## Required tasks:
1. According to the passage on NASA's lunar landing vehicles, who made the LLRV's first flight, and on what date?
2. Write the next part of the passage on NASA's lunar landing vehicles, starting after its final sentence.

## Supplied passage:
★ ★ ★ ★

Bell built two LLRVs for NASA. They could function in a variety of modes, the most notable of which was the lunar simulation mode. This essentially neutralized aerodynamic forces on the craft as much as possible and maintained engine thrust at 5/6th the vehicle’s weight. The complex electronics required to perform this delicate balancing act were very much state of the art for the early 1960s.
X-15 pilot Joe Walker made the LLRV’s first flight on October 30, 1964. That initial flight lasted only 56 seconds, but the results were encouraging enough for Walker to make two more brief flights that day. Walker, his backup pilot Don Mallick and other pilots made a total of 204 flights in the LLRVs, providing valuable feedback for modifications to the vehicle. The test flights also allowed engineers to develop lunar landing flight profiles in detail before the LLRV was used for general astronaut training. Data obtained from the flights also helped engineers develop and build the LLRV’s successor, the Lunar Landing Training Vehicle (LLTV). The LLRV was used as a trainer while the LLTV was being developed. Sadly, Walker didn’t live to see the moon landings; he perished in 1966 when his F-104 Starfighter collided in midair with an XB-70 Valkyrie bomber.
The LLTV, introduced in late 1967, was in many ways an improved version of the LLRV. It enclosed the pilot on three sides and included a cockpit roof to better simulate the environment and view that astronauts would experience inside the lunar module. The roof was later removed after it was discovered that the enclosed cockpit affected the ability of the LLTV to compensate for excessive yaw. That defect had caused the crash of LLTV no. 1, in which pilot Joe Algranti ejected at almost zero altitude but survived. Still, even flying the improved LLTV was a challenge. Apollo 17 commander Gene Cernan said, “The LLTV was inherently less stable than the LM itself; and we also had to contend with gusts of wind that could cause problems.”

★ ★ ★ ★

## Information shown:
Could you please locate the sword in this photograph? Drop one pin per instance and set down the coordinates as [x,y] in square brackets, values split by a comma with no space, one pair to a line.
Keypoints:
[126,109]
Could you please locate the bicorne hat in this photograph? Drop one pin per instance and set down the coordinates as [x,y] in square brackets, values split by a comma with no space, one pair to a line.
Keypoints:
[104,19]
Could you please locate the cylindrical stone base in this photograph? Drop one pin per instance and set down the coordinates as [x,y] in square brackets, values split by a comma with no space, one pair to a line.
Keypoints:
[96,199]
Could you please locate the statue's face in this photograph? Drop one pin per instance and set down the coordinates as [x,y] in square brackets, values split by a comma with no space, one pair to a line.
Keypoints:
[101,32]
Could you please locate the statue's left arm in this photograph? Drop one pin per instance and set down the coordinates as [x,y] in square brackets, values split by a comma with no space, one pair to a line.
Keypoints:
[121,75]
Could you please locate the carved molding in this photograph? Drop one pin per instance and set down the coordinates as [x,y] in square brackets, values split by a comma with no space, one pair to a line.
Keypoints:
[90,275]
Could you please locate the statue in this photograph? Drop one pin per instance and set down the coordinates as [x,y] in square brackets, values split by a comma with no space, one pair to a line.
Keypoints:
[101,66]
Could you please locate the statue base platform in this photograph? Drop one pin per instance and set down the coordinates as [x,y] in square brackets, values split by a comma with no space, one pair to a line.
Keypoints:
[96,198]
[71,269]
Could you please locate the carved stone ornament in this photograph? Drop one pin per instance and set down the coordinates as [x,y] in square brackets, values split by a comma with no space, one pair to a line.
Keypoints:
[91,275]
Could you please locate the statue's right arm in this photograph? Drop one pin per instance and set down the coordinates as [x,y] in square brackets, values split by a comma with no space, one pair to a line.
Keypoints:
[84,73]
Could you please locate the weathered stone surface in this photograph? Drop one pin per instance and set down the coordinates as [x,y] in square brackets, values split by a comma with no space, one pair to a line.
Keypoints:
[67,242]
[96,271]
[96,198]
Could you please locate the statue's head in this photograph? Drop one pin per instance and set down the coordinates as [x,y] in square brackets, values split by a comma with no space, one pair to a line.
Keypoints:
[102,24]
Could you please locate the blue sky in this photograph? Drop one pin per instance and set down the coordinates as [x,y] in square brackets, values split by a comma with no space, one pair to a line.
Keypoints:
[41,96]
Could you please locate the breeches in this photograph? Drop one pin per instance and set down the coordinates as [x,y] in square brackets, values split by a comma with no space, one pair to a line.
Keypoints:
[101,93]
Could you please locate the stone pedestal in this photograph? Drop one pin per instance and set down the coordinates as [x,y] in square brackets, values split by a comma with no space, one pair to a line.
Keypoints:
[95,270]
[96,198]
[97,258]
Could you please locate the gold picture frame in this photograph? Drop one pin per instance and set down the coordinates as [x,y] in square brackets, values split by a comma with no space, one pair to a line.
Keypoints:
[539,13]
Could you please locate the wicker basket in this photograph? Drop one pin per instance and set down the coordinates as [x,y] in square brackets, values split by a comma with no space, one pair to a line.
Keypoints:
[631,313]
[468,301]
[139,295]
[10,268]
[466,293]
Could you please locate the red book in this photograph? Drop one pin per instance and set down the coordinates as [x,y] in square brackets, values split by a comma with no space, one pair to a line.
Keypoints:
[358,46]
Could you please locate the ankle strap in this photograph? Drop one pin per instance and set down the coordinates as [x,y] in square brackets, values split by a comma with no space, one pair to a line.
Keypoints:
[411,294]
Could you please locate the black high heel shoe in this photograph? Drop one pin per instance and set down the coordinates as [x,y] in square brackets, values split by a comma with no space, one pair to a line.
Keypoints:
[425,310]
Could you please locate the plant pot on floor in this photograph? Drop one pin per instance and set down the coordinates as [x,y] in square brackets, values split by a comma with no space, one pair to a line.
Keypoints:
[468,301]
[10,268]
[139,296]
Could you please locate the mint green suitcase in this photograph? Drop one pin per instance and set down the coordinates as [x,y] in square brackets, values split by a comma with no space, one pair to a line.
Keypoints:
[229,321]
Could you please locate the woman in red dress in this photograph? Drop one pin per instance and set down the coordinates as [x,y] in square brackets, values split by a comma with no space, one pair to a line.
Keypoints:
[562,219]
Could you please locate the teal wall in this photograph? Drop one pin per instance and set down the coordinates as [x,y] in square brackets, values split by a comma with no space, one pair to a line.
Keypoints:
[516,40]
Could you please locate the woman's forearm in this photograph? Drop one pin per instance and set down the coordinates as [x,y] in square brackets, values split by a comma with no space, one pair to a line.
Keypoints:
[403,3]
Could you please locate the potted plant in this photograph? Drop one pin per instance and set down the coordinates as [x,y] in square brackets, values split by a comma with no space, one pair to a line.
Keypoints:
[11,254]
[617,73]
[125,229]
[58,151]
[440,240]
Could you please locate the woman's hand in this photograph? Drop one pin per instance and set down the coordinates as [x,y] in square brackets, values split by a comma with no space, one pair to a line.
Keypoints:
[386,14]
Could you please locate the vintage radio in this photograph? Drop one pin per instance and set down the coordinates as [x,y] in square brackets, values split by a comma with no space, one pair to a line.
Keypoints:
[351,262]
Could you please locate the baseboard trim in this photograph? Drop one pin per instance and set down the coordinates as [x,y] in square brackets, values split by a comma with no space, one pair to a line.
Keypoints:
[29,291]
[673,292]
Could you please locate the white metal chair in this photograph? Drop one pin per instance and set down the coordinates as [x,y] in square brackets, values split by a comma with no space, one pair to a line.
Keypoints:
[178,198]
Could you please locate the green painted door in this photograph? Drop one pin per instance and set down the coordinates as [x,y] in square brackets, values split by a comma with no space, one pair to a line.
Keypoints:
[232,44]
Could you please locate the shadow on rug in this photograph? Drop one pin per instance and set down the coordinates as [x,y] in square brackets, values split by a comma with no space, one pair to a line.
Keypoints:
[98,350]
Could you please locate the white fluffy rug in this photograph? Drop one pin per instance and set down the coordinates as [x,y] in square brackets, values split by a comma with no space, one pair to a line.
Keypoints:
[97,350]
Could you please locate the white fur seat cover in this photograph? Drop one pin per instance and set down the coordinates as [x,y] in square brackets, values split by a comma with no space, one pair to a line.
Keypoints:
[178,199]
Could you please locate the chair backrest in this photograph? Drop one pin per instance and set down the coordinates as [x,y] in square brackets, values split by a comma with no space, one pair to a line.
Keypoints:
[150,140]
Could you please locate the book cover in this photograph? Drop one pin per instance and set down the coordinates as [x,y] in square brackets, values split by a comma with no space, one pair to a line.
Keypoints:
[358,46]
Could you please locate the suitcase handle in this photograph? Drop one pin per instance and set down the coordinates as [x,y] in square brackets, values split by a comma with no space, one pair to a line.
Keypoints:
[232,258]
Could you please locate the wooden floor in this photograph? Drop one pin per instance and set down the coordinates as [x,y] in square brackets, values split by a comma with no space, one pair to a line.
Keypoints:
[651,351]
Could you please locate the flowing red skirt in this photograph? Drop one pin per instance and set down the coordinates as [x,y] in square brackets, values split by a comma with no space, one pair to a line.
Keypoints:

★ ★ ★ ★

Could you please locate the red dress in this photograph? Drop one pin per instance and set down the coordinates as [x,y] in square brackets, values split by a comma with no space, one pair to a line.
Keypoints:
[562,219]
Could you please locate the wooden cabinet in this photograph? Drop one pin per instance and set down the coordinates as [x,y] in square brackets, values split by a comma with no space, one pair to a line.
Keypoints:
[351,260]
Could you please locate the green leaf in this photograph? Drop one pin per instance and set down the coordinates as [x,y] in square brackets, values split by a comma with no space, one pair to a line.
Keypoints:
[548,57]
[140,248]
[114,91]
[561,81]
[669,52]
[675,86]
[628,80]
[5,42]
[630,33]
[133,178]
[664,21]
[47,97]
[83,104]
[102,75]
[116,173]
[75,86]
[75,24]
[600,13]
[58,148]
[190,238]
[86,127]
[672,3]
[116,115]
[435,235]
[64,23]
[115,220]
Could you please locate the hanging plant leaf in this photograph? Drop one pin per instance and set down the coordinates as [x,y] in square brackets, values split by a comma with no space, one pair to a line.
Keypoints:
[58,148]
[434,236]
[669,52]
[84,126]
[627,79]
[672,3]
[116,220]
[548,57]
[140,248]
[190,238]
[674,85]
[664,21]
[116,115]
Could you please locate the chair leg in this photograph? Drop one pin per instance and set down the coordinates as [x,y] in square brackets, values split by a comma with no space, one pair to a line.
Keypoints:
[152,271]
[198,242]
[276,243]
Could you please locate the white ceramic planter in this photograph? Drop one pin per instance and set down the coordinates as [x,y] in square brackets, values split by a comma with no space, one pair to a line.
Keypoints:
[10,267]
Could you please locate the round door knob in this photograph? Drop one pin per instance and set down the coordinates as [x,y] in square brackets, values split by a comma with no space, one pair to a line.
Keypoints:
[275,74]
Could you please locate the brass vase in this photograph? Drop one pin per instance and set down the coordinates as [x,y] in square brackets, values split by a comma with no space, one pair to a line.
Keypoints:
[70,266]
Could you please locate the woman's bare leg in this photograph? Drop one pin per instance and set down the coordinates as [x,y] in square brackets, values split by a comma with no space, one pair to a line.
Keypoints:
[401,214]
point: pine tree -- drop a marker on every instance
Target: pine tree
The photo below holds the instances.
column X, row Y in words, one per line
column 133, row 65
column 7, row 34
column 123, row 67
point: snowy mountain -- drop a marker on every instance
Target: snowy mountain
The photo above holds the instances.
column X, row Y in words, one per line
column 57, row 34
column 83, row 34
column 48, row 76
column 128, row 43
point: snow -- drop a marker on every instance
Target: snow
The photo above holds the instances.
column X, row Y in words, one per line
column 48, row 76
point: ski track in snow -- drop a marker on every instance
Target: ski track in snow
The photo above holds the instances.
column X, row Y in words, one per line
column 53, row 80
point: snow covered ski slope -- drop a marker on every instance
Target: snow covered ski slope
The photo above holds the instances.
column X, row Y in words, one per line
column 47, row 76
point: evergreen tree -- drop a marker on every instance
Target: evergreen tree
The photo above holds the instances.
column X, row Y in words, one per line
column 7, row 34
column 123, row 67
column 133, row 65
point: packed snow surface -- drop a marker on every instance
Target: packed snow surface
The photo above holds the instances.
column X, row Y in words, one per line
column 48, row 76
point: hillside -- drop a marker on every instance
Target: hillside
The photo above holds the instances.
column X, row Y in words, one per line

★ ★ ★ ★

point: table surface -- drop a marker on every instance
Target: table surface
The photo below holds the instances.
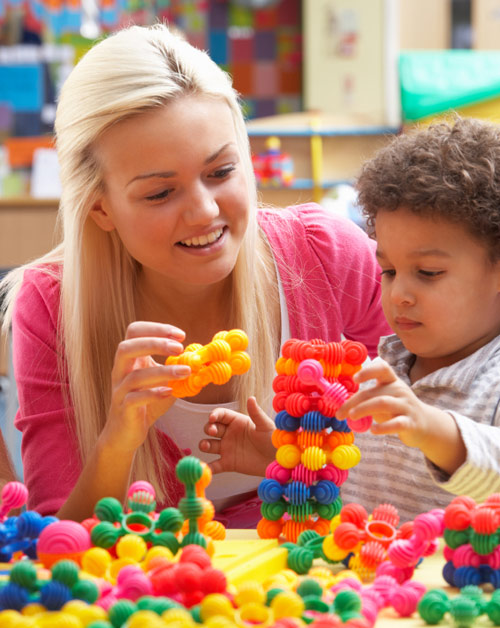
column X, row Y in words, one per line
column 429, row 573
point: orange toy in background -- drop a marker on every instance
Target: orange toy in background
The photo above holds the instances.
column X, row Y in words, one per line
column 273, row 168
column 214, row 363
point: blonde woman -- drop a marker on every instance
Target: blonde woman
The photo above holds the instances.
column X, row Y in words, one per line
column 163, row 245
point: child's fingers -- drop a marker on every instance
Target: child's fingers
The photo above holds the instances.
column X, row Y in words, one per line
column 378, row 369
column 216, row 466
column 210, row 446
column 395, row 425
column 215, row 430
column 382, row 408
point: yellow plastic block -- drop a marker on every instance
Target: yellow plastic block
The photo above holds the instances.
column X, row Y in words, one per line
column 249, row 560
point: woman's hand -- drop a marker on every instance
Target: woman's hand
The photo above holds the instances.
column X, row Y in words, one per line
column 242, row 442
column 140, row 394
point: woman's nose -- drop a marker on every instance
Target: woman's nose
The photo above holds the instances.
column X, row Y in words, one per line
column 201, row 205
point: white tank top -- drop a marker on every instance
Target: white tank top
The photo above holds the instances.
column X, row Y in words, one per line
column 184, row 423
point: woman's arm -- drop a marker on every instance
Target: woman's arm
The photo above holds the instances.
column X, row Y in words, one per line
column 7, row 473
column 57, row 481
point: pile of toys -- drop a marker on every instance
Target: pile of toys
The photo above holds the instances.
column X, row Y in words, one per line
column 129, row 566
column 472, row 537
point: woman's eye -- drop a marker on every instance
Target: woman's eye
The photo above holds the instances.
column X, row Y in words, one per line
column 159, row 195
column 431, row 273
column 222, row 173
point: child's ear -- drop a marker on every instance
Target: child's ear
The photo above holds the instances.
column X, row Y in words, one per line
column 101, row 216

★ ★ ★ ★

## Set of answers:
1. Joe Walker, an X-15 pilot, made it on October 30, 1964.

2.
All told, 15 Apollo astronauts flew either the LLRV, the LLTV or both. Most of the astronauts who piloted the training vehicles were mission commanders and their backups. Virtually all of the astronauts who completed lunar landings spoke positively about the benefits of training with the vehicles. During his post-flight debriefing, the usually laconic Armstrong put it this way, “For the type of trajectory that was required for us to fly (with a long manual flight at the end), the LLTV was a most valuable training experience.” Apollo 12 Commander Pete Conrad simply noted that the LLTV was “very essential to a successful landing.” John Young said his landing on the moon during Apollo 16 was “just like flying the LLTV.”
Today only one example of each of these vehicles survives. LLRV no. 2 is on display at the Armstrong Flight Research Center at Edwards Air Force Base in California. LLTV no. 3 is displayed at the Johnson Space Center in Houston, Texas, where it hangs in Building 2.
Both ungainly and unglamorous, these flying machines are remembered today for the engineering prowess it took to create them, the piloting skill it took to fly them and the much-needed lessons they taught U.S. astronauts about landing on the moon.